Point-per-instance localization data

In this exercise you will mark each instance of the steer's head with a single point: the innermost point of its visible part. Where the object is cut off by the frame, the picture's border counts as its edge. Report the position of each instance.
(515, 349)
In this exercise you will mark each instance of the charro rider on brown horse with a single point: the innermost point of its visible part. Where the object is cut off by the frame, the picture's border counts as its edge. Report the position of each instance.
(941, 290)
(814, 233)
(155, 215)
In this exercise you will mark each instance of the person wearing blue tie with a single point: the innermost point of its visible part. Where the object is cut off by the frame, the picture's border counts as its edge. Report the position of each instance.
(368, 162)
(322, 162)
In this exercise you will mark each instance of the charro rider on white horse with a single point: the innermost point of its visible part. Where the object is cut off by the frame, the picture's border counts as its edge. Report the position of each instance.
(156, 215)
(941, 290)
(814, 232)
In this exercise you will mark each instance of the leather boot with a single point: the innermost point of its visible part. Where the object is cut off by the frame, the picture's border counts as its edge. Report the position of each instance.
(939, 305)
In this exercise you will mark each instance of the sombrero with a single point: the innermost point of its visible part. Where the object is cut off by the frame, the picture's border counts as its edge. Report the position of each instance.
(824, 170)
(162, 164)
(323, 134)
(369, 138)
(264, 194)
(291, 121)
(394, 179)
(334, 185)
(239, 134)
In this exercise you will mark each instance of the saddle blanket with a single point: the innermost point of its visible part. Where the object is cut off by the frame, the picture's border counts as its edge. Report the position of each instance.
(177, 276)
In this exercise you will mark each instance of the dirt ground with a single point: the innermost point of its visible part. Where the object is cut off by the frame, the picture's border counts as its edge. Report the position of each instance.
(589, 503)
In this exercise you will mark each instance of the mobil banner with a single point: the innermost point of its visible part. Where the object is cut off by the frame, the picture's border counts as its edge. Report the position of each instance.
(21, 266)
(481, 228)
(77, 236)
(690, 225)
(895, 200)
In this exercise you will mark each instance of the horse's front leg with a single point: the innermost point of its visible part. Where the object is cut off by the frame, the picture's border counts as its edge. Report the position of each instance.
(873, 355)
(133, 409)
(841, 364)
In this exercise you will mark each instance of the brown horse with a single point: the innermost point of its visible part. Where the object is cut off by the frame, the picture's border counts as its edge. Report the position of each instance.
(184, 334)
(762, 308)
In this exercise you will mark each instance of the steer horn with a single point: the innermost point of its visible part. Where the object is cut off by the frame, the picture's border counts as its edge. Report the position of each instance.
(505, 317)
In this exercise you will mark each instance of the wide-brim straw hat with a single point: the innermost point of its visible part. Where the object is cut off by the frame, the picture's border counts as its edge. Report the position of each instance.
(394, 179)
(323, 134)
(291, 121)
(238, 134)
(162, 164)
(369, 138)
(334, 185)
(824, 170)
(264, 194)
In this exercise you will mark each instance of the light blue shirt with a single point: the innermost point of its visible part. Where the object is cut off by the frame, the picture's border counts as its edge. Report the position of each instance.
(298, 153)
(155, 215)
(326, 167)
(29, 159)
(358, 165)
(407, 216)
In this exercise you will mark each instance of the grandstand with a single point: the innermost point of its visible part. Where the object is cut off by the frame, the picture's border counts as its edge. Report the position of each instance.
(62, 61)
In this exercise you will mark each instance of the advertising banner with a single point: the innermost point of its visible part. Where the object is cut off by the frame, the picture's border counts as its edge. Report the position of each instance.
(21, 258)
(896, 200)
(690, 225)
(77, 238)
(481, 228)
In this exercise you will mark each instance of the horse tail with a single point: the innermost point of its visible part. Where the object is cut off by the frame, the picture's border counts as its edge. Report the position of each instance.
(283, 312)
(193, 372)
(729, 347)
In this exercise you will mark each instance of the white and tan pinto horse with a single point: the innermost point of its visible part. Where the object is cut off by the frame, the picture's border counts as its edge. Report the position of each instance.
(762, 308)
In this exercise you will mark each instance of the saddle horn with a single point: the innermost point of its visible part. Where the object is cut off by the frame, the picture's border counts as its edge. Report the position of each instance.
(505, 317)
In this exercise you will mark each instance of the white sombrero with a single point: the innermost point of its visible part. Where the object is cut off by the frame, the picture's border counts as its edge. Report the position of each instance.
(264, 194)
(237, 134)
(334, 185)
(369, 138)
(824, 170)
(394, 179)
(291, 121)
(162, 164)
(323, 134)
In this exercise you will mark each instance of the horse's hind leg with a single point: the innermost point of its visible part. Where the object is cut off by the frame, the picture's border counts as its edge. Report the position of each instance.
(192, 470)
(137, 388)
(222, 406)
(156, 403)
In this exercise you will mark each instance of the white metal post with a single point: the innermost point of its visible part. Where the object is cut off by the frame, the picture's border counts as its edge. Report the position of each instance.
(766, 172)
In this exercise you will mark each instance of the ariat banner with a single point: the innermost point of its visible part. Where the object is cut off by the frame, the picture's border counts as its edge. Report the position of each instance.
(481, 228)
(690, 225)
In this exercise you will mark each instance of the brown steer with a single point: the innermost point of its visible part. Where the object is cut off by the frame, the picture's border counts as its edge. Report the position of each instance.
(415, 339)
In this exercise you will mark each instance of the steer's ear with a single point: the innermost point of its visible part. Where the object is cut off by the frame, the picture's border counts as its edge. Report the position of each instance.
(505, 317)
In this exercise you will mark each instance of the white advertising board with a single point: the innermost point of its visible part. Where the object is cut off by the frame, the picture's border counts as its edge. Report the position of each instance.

§ **HOW TO COMPLETE THIS TASK**
Set every entry down once more, exactly as written above.

§ **ANSWER BOX**
In this exercise you will mark each instance of the steer's head with a single point: the innermost point of its visible part. Where the object is cut off by the frame, the picture's border counts as its edge. Report the position of each instance.
(515, 349)
In this exercise you will mark each instance of the charro rider on brown horse with a single point: the innermost point of its visible part. Where the object is cut off by the frame, the picture's border counts as its edge. Report the position of each instance.
(941, 290)
(814, 233)
(155, 215)
In this exercise you will mark each instance of the person wearing blue tie with a single point: the innermost point of its visible part. Where the object is cut off by the frame, the picture's border counts as its edge. Report the position of each instance.
(368, 162)
(322, 162)
In this exercise you will mark each instance of the charro rider on white horse with a single point: the innermost point of its visible part. Where the object is cut off by the frame, the picture's border counts as its edge. Report the position of each instance.
(156, 215)
(941, 290)
(814, 232)
In this exercise you will mark each instance of the leather boot with a single point: the innermost point of its visible part. Where the object is cut off by the frame, the picture's border counts as its edge. Report the position of each instance.
(939, 305)
In this exercise you will mark each instance of the sombrero with a single point: the innermost point of its visible part. Where the object is cut off by the frame, the picture's border counts as its edge. Report the position of each instance.
(824, 170)
(162, 164)
(323, 134)
(369, 138)
(264, 194)
(291, 121)
(394, 179)
(334, 185)
(239, 134)
In this exercise you will mark each instance of the saddle blanket with a single point: the innermost point of its visible part. Where the object is cut off by the frame, the picture's border counts as its edge. Report the position of each instance.
(177, 276)
In this exercise you will mark each instance of the dirt ground with a single point: the innermost point of its visible part. Where the object is cut off by the frame, the picture's border counts as its edge. Report the position of each instance.
(589, 503)
In this exercise you will mark each instance of the mobil banner with a single point: the innermost point of its visible part. Where the object is cut off by the frame, the picture's border counts as its edge. Report the position of each instance.
(21, 266)
(481, 228)
(77, 236)
(690, 225)
(895, 200)
In this exercise you will mark each instance of the horse's front leg with a single point: the innermost point of its visible part. Where the object is cut off by the frame, the picture's border counts as its edge. Report the position of each instance.
(873, 355)
(133, 409)
(841, 364)
In this exercise you will mark each instance of the brown horse with a single point: the innermost point of its visible part. Where the object is cut off by the frame, the picture's border counts as its edge. Report the position of each instance.
(184, 334)
(762, 308)
In this exercise you will mark each instance of the steer horn with a single point: the innermost point of its visible part. Where the object is cut off by the frame, the picture's border counts as its edge. Report the position of each instance.
(505, 317)
In this exercise you will mark each instance of the wide-brim straw hat with a single point: the innermost point of its visible part. Where the object is cut off by the frame, the picture's border counts as its edge. Report the position of each instance.
(394, 179)
(323, 134)
(291, 121)
(238, 134)
(162, 164)
(369, 138)
(334, 185)
(824, 170)
(264, 194)
In this exercise you will mark each instance of the light blue shirt with a single point: the innermost point of its visible part. Where the object is cut off by the frame, the picture's border counts as its edge. Report the position of each instance.
(298, 153)
(155, 215)
(326, 167)
(29, 159)
(358, 165)
(407, 216)
In this exercise you will mark each instance of the grandstand with a single point: the innermost point of its visible part. Where the object is cut off by the frame, the picture's border counts as its edge. Report the position of each instance.
(62, 61)
In this exercise you will mark each instance of the advertising banner with a single point: the innermost point of its visible part. Where the object is cut off by the frame, the picture's border counts as its edge. Report the position of each instance.
(21, 258)
(896, 200)
(690, 225)
(77, 238)
(481, 228)
In this exercise you will mark each instance of the horse tail with a single point: the innermost point of its visible part. Where the object is cut off by the frame, the picture's border counts as its edge. Report the position of each instance.
(283, 312)
(193, 372)
(729, 347)
In this exercise you will mark each instance of the white and tan pinto horse with a single point: the innermost point of its visible part. Where the object is cut off by the frame, the picture's border counts as its edge. Report the position of each instance.
(762, 308)
In this exercise you will mark each instance of the saddle horn with a single point: the innermost point of its visible part. Where the object is cut off by the frame, the picture's border counts as its edge. Report the position of each instance.
(505, 317)
In this exercise you will mark each instance of the white sombrero with a single point: the innermost point of its visible part. Where the object is cut off by the frame, the picture's border counts as its edge. Report the position of each instance.
(264, 194)
(237, 134)
(334, 185)
(369, 138)
(824, 170)
(394, 179)
(291, 121)
(162, 164)
(323, 134)
In this exercise you will mark each instance of the horse's hind leg with a single point: the innermost point of its visible part. Where the object is cut off by the frame, the picture's border counts as its edge. Report the position of each instance.
(192, 470)
(137, 388)
(222, 406)
(156, 403)
In this exercise you will mark each instance of the white metal post with a single point: the innermost point of its visible part. Where the object is cut off by the frame, the picture's border counts as its edge. Report the position of each instance.
(766, 172)
In this exercise you will mark each instance of the ariat banner with a single point: the innermost point of its visible part. Where the object is cut off by the frame, the picture's border counts as its edge. Report the position of each instance.
(481, 228)
(690, 225)
In this exercise you will mark each instance of the brown steer with a single point: the innermost point of its visible part. Where the object is cut off by the frame, the picture's border counts as its edge. Report the position of each instance.
(415, 339)
In this exercise you will mark each instance of the steer's ear with a single point: the innermost point of its visible part. Where the object is cut off by the frame, the picture's border counts as its edge. Report the position of each instance.
(505, 317)
In this exercise you will mark each instance of the white advertising board with a single point: the innermost point of its visible part. Where the object is cut off by the frame, the picture's border counts as its edge. Report the position of each instance.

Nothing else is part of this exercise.